# [Provided text]

Will Artificial Intelligence Ever Be a
Threat to Humankind?

A couple of weeks ago, I wrote an essay for a competition on whether AI is a threat. Here’s the work I did which gave me a 20% scholarship.

Hrushikesh Emkay
3 min readMar 29, 2022

Films such as The Terminator and ideas such as Roko’s Basilisk have struck our collective consciousness and has made us wonder whether there will be a point in time, where AI will be a threat to humankind.

But first, we must define AI and threat. AI “refers to systems that display intelligent behaviour by analysing their environment and taking actions — with some degree of autonomy — to achieve specific goals.” A threat can be defined as any danger posed by AI to humankind. By this definition, we have two types of threats:

  1. A labour threat, where the labour force is replaced by robots possessing AI
  2. An existential threat, where humanity faces extinction or slavery under AI

We shall explore both threats and the possibility of them materialising.

First, we have the labour threat. This is a threat that is currently underway with low-skilled and repetitive jobs being redistributed to AI. There are estimations from the World Economic Forum that 85 million jobs will be replaced because of automation, but 97 million new jobs will be created in the process by 2025.2 As hopeful as it may be, we must not forget the fact these jobs will be highly skilled and would need reskilling and upskilling for a large chunk of the labour population. We must recognise that not everyone can be reskilled, and reskilling is an expensive and time-consuming process. It puts a portion of the working population, who are too old to be reskilled, at risk of unemployment. However, for the younger generations, which can be easily reskilled, AI poses no threat to them and instead leads to long term job growth.

An existential threat, on the other hand, is likely to occur when the technological singularity takes place, a point where machine intelligence exceeds human cognition.

The development of AI has been improving rapidly, with algorithms like GPT-3 and AlphaGo. A rule of thumb to measure AI progress is to track the rate of change of difficulty in captchas. The steeper the graph, the more sophisticated AI is. With the current state of development, experts predict that we could reach singularity by the turn of the century.

Yet the root of this question lies in whether the AI will consider humankind a threat to its survival. If it does not, humans will be to AI, what ants are to us. We do not care about them and do not remorse their death unless there is a situation that affects both parties. However, if AI views us as a threat, it will have every incentive to wipe us out simply because of its survival instinct. Therefore, AI will be a threat to humankind.

Apart from the singularity, there is always the threat of AI being used against us. Public profiling, polarising social media algorithms and autonomous drone strikes are all such incidents. Though not direct, such weaponization can have dangerous consequences and pose a threat.

Such progress has alerted the European Union which has proposed to regulate AI development to make it more ethical. What we need to understand is that AI is a technology and its and usage determines whether it is a threat.

# [Exercise data]
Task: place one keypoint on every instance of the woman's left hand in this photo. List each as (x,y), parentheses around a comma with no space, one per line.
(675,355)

# [Task objective]
Copy out the section of the essay on AI as a threat that opens with the words "1. A labour" and closes with "of them materialising.", and swap "labour force" for "workforce".

# [Written answer]
1. A labour threat, where the workforce is replaced by robots possessing AI
  2. An existential threat, where humanity faces extinction or slavery under AI

We shall explore both threats and the possibility of them materialising.